┌──

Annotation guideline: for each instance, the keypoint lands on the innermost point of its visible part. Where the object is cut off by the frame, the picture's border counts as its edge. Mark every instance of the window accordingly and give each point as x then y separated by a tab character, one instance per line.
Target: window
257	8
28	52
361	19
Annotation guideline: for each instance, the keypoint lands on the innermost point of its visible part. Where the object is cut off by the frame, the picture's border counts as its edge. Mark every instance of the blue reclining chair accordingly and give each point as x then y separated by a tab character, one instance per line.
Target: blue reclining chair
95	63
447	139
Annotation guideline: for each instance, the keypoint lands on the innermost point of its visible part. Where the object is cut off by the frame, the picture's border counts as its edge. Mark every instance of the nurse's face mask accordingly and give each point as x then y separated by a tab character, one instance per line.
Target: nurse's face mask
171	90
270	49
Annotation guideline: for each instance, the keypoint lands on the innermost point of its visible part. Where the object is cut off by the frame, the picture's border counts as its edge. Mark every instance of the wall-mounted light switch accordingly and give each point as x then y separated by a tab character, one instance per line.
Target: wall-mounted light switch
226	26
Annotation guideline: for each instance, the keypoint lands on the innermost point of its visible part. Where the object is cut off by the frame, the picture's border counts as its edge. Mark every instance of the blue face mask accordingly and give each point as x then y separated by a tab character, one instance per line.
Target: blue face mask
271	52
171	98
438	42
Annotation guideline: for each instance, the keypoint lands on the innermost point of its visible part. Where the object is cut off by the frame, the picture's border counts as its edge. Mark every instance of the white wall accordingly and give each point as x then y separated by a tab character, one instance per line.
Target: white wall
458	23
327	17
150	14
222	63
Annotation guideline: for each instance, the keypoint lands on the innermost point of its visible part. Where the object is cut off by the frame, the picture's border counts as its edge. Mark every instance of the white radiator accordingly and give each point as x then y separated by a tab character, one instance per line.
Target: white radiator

└──

= Your goal =
Reproduce every item above word for word.

= Reply =
Annotation guideline: for each instance, the keypoint lands on the innermost point of its visible part. Where the object is cut off by the frame, the picture's border counts as its edge. Mark every instance of the window accordingly and give each point as x then y separated by a tab character, one instance per line.
Target: window
257	8
28	52
361	19
Annotation guideline: for each instance, the keypoint lands on the innermost point of its visible part. Where the object is cut off by the frame, the picture's border counts as its edge. Mark every instance of the blue reclining chair accordingly and give each point as x then y separated by a tab character, one instance per line.
Target: blue reclining chair
95	63
447	139
Annotation guideline: for each instance, the keypoint lands on the innermost point of its visible part. Where the object is cut off by the frame, the picture's border counts as its edge. Mark every instance of the nurse's face mask accordingly and give each point as x then y separated by a tab character, one instance per line.
Target: nurse's face mask
171	90
270	49
Annotation guideline: for each instance, the keypoint lands on the innermost point of its visible part. Where the object is cut off by the frame, the picture's border counts as its edge. Mark every instance of the wall-mounted light switch accordingly and give each point as x then y separated by a tab character, one instance per line.
Target: wall-mounted light switch
226	26
Annotation guideline: for each instance, the keypoint lands on the innermost point of its visible part. Where the object is cut off by the frame, the picture's border counts as its edge. Mark every instance of the blue face mask accordingly and give each point as x then y separated by a tab character, one instance per line.
Target: blue face mask
271	52
171	98
438	42
Annotation guideline: for each instance, the keypoint lands on the innermost point of its visible part. Where the object is cut off by the frame, the picture's border counts as its edge. Mark every instance of the white wall accordingly and give each point as x then y separated by a tab character, one instance per line.
Target: white wall
458	23
327	17
150	14
222	63
Annotation guideline: for each instance, the keypoint lands on the innermost point of its visible part. Where the object is cut off by the frame, the picture's border counts as its edge. Mark every instance of the white radiator accordingly and give each point as x then y separated by a tab character, one instance per line.
Target: white radiator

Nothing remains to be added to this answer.